## Start RECORDS TO USE

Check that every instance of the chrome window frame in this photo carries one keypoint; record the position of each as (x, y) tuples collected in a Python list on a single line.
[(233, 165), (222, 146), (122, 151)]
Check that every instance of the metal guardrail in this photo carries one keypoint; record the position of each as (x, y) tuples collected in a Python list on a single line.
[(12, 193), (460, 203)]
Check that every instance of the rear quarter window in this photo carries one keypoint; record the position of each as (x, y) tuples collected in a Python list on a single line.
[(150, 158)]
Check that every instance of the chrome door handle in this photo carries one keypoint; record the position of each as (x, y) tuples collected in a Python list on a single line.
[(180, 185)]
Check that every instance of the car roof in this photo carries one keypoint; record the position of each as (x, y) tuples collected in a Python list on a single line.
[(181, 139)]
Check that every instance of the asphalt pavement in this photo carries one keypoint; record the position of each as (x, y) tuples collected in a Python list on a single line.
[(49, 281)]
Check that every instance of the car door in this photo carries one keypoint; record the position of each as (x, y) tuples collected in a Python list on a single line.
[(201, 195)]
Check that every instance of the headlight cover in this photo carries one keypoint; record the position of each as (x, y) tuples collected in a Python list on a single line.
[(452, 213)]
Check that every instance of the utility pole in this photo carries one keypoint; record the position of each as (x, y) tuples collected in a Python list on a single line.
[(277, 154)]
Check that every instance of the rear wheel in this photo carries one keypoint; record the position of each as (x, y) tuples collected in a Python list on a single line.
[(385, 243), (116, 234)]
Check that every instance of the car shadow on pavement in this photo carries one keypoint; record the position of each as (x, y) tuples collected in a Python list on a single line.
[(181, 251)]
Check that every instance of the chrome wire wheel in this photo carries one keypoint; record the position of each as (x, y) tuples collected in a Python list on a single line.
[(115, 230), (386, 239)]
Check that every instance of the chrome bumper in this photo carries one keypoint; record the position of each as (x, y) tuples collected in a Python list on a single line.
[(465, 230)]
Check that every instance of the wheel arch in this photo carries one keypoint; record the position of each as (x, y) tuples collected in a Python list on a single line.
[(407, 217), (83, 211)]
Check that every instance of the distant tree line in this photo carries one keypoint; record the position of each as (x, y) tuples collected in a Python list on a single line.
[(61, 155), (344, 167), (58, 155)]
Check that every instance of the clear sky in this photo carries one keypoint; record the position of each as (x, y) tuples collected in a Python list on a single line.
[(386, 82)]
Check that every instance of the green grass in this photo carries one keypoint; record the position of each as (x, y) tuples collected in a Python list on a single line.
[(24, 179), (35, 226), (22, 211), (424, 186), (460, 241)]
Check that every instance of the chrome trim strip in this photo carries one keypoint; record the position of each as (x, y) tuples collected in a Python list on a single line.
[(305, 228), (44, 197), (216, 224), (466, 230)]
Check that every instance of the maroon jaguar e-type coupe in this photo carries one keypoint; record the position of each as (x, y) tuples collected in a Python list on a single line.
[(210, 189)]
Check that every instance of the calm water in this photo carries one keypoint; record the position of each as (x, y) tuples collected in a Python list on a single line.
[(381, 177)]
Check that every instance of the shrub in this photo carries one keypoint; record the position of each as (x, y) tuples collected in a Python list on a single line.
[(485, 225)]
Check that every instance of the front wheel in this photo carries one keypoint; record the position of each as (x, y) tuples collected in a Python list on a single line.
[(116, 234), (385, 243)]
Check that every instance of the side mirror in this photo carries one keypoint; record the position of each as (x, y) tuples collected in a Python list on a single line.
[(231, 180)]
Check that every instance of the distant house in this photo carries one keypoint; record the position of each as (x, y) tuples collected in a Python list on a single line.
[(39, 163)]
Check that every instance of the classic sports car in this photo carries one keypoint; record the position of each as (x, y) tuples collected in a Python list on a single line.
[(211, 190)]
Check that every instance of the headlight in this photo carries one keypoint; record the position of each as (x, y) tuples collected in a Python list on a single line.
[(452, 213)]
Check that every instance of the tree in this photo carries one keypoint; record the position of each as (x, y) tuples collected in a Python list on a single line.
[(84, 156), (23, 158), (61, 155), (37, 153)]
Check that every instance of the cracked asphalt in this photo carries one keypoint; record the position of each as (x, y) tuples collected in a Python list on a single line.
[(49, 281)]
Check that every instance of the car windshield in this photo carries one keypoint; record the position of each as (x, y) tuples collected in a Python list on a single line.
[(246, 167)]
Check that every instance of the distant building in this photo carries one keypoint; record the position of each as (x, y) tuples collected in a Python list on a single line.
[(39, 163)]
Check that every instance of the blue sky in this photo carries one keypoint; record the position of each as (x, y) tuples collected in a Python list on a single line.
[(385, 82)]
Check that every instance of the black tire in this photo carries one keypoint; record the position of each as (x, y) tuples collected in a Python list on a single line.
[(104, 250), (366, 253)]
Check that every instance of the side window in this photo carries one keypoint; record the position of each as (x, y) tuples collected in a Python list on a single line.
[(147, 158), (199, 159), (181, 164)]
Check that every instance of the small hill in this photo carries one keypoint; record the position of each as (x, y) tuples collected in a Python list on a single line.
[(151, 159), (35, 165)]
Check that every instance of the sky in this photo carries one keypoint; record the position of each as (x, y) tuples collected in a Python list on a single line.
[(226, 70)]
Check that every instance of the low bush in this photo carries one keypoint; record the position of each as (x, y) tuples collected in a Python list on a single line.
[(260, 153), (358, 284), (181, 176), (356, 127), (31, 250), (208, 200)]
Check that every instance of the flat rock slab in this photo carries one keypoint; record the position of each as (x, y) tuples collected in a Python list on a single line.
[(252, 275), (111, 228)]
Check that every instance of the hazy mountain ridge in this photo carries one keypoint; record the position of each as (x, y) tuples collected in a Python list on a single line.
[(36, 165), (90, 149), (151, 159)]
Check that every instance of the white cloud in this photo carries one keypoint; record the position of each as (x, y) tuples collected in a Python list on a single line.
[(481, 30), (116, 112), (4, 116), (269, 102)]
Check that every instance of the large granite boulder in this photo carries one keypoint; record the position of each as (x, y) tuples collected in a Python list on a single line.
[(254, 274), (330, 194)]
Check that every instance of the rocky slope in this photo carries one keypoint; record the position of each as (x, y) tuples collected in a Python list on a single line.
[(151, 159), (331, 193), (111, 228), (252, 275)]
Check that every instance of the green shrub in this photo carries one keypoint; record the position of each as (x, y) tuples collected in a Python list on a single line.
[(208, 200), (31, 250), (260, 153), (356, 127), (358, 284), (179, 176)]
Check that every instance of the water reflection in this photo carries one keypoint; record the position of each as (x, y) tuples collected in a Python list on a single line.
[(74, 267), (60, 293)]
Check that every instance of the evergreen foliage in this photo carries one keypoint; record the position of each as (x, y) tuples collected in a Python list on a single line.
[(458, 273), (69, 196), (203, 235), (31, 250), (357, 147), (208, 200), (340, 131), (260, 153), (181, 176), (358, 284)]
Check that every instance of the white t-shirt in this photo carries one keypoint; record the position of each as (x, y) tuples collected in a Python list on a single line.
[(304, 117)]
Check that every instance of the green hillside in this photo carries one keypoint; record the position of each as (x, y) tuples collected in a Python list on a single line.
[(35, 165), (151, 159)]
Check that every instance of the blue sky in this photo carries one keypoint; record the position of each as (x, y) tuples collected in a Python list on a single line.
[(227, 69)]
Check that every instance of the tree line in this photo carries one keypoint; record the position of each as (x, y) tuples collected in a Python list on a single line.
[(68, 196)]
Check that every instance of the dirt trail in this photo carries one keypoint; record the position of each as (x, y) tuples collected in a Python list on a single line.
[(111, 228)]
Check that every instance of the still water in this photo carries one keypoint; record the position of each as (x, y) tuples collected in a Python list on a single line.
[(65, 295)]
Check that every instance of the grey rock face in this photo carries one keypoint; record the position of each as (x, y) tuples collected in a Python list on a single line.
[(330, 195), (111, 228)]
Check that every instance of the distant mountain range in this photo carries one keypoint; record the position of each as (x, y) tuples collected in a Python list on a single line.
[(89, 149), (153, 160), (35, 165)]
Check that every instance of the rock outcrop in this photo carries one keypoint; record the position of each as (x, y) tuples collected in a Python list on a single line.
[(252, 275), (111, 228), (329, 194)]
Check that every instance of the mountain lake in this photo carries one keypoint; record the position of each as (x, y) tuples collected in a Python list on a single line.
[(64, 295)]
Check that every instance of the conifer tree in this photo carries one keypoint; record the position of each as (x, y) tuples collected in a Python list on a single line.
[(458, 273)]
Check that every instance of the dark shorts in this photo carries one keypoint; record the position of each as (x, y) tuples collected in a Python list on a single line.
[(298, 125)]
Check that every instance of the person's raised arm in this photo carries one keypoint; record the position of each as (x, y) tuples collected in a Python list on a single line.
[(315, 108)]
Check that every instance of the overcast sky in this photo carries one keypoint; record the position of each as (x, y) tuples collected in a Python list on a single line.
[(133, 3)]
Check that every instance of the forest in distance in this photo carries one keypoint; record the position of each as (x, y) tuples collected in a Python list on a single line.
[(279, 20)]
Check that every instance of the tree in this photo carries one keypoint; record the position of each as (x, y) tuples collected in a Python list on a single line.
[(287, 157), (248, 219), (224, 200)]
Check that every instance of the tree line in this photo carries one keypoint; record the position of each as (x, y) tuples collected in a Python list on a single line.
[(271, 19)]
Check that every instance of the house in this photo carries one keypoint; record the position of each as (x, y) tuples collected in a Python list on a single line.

## End RECORDS TO USE

*TASK REQUIREMENTS*. Return exactly, and only, the line containing "Check that every instance of the forest" and every line after it through the end of the material.

*WRITTEN RESPONSE*.
Check that every instance of the forest in distance in this photo carries one keypoint; record the position of each as (x, y) tuples collected in a Python list on a single line.
[(279, 20)]
Check that every instance of the tree in this photo carries one keypoint; record the position of each as (x, y) tuples collected in a Python list on a single line.
[(287, 157), (248, 219), (224, 200)]
Check that every instance of the tree line in this photo carries one keypoint; record the position of each as (x, y) tuples collected in a Python list on a single line.
[(271, 19)]
Check that every instance of the house in this photo carries one keypoint; record the position of each as (x, y) tuples collected in a Python list on a single line.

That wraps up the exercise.